## Given problem
Reproduce every line of each of the items below without any changes, and leave the pictures out of your answer.

# Information shown start

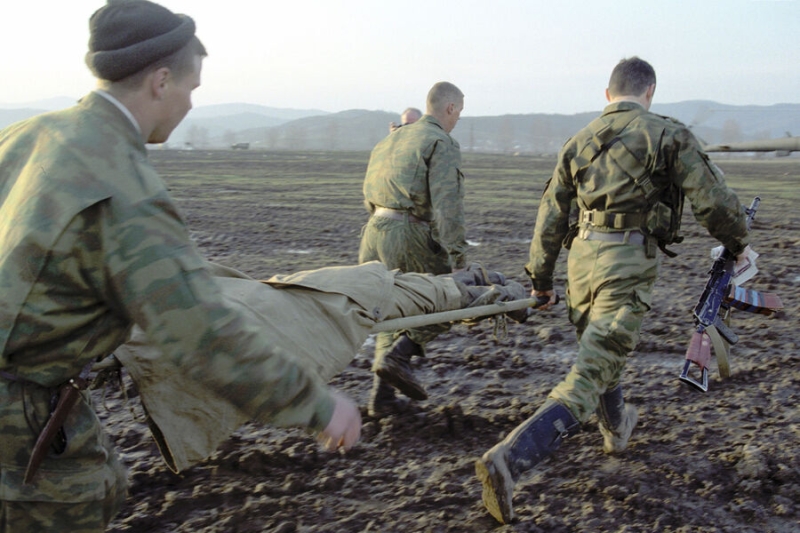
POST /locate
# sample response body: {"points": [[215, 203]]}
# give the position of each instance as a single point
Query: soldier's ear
{"points": [[158, 82]]}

# Information shown end

## Written response
POST /locate
# sample response body: {"points": [[215, 203]]}
# give the position of each instance as a single point
Query: soldier's ear
{"points": [[158, 82]]}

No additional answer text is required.